— Start —
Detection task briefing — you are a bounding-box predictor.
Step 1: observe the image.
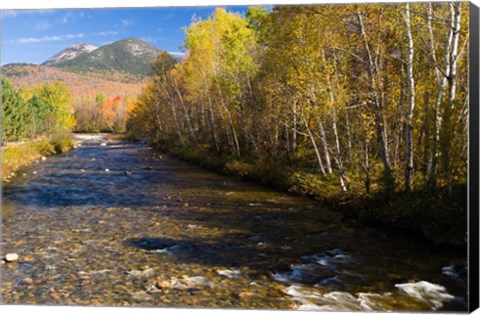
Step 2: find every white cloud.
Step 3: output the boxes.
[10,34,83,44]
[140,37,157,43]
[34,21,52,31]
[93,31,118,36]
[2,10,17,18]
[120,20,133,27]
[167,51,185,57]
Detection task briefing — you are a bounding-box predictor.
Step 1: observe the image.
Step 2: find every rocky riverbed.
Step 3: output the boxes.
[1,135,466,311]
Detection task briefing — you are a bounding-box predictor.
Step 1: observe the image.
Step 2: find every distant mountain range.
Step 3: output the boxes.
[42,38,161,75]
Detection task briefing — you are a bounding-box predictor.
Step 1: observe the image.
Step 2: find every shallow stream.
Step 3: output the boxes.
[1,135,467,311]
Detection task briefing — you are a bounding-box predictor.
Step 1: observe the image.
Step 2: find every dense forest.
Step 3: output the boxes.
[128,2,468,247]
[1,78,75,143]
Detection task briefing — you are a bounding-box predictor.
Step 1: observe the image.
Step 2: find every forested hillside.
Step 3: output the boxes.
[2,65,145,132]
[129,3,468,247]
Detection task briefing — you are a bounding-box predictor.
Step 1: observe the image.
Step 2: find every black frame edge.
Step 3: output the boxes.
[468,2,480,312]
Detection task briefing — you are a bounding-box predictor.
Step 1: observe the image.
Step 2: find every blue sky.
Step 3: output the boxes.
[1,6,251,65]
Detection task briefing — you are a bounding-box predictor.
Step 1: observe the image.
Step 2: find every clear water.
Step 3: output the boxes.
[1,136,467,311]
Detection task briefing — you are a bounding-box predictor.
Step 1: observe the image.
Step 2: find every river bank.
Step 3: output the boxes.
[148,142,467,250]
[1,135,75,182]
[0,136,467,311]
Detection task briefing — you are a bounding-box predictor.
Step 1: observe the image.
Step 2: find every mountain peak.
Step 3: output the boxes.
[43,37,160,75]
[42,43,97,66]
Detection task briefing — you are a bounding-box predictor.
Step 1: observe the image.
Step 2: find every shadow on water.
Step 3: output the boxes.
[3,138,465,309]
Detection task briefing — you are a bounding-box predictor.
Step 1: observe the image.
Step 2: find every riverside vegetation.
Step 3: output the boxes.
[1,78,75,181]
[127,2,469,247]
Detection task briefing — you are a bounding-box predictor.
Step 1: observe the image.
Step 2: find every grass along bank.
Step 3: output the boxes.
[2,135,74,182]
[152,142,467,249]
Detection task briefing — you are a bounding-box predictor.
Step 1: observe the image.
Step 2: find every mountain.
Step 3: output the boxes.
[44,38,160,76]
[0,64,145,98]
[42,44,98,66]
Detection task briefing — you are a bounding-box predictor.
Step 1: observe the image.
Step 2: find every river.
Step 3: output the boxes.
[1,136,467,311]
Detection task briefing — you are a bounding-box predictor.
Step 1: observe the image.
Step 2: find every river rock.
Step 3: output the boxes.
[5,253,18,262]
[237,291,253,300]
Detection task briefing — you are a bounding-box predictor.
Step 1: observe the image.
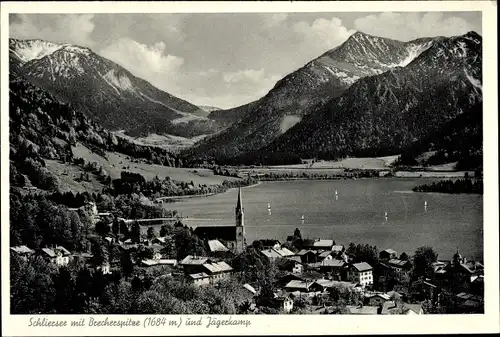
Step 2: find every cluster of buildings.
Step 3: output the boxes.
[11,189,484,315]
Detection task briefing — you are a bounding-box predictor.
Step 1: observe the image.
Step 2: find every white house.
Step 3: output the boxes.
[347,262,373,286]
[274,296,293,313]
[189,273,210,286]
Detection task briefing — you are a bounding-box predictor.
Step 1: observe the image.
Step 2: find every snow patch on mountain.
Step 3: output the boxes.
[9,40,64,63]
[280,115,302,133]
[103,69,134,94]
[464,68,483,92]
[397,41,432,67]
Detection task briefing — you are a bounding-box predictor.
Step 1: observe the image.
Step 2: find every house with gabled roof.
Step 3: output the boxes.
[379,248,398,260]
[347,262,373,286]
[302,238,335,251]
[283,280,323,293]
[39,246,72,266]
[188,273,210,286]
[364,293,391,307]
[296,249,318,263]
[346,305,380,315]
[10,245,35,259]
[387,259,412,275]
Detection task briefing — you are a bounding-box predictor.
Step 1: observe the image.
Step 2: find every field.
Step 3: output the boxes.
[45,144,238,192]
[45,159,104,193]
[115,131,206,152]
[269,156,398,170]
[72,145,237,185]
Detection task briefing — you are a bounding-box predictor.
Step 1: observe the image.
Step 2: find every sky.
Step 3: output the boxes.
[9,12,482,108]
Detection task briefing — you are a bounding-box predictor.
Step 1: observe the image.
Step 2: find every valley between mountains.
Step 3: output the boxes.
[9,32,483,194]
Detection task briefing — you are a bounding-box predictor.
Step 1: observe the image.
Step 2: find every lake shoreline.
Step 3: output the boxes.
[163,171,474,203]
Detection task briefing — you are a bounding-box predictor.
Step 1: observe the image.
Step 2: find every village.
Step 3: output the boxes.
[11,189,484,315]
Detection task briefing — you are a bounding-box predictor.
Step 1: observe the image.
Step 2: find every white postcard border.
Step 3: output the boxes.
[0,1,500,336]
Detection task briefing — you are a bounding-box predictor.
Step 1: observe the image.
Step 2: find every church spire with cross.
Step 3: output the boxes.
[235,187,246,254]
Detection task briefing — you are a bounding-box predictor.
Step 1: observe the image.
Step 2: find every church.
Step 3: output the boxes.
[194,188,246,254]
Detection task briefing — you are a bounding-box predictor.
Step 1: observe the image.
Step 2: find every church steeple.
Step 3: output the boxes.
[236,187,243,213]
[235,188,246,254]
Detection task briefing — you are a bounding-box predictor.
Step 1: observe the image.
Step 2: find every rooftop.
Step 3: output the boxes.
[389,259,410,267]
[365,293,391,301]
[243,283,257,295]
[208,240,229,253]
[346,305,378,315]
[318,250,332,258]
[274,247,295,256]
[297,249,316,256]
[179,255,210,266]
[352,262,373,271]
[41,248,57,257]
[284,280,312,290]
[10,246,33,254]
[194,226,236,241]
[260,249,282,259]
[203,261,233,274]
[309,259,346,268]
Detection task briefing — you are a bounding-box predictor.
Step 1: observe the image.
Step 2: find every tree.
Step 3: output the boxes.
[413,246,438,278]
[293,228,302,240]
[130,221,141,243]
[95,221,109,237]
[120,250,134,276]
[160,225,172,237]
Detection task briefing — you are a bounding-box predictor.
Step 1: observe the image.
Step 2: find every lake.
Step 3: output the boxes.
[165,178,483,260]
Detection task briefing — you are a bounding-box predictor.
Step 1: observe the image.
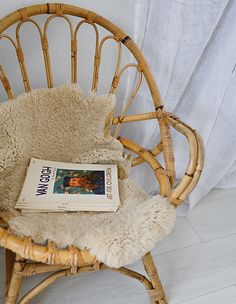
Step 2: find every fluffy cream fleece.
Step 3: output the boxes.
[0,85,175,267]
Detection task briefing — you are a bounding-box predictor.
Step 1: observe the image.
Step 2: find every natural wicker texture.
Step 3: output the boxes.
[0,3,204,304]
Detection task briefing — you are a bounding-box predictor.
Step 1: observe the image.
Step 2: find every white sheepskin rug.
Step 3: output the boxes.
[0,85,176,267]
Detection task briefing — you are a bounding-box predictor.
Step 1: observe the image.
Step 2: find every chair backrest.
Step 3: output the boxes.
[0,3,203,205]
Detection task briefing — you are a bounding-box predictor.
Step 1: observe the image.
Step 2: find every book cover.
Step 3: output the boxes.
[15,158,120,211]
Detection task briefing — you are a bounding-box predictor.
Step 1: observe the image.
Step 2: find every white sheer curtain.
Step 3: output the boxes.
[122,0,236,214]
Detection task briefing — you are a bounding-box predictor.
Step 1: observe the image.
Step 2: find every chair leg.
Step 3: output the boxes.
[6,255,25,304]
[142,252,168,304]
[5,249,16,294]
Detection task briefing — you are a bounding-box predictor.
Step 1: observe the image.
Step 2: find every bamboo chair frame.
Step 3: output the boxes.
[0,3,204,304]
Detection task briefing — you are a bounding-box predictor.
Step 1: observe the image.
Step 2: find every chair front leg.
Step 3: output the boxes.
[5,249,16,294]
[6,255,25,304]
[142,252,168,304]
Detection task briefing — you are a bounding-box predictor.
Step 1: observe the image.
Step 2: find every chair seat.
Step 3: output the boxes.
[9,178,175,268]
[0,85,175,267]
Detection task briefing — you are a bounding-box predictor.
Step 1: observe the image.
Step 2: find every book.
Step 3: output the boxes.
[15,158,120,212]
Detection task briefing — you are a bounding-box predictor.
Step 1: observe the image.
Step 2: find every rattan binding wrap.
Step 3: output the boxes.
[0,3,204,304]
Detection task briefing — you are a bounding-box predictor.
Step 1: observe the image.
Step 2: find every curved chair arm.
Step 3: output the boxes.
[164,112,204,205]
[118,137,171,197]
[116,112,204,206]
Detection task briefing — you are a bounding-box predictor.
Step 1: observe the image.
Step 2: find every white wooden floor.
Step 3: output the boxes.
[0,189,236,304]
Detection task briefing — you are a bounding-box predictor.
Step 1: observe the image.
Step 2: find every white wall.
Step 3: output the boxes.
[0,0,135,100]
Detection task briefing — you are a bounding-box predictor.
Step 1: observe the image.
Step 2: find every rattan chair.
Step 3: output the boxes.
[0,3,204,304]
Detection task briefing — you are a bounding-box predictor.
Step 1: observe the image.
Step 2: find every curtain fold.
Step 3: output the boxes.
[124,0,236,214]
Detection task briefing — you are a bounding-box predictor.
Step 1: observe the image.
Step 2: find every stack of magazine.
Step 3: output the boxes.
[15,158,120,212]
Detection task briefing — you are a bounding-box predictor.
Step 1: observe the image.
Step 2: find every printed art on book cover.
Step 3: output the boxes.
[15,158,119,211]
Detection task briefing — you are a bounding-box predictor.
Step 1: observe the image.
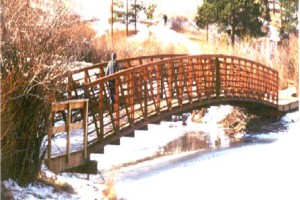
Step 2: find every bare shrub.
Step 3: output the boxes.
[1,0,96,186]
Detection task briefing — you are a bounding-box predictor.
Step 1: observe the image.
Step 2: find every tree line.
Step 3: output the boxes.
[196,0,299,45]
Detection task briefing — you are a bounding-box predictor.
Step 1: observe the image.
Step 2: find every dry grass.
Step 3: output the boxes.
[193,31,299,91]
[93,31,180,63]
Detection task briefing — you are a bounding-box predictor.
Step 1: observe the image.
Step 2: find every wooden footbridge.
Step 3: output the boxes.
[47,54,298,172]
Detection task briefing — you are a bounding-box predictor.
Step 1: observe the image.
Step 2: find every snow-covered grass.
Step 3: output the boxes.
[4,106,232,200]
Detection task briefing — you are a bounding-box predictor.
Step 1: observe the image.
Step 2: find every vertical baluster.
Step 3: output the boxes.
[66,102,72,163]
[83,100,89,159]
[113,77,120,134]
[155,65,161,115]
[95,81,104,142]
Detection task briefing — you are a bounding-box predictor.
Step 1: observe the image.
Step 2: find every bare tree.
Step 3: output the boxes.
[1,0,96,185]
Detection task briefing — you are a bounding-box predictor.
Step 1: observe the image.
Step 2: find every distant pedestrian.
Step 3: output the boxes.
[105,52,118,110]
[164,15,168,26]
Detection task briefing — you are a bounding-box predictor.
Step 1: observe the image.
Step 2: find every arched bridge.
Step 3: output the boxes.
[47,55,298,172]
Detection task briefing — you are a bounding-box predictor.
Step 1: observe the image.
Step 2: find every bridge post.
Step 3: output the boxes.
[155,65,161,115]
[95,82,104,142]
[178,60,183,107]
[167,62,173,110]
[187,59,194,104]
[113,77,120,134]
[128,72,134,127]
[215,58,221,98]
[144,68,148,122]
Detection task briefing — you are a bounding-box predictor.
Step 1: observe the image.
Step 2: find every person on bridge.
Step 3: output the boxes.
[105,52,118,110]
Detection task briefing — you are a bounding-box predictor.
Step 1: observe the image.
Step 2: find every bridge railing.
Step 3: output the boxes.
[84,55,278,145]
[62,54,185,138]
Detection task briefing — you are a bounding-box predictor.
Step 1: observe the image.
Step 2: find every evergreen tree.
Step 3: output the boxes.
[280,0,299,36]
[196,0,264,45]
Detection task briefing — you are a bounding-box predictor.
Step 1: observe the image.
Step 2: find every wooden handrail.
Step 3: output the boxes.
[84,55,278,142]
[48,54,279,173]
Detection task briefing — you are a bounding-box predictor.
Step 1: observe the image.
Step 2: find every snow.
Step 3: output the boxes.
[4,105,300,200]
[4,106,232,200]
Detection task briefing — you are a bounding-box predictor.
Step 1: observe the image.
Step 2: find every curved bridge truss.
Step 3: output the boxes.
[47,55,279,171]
— End —
Objective:
Count the lines in the items above that contain the word “curved”, and reply with only that number.

Final result:
2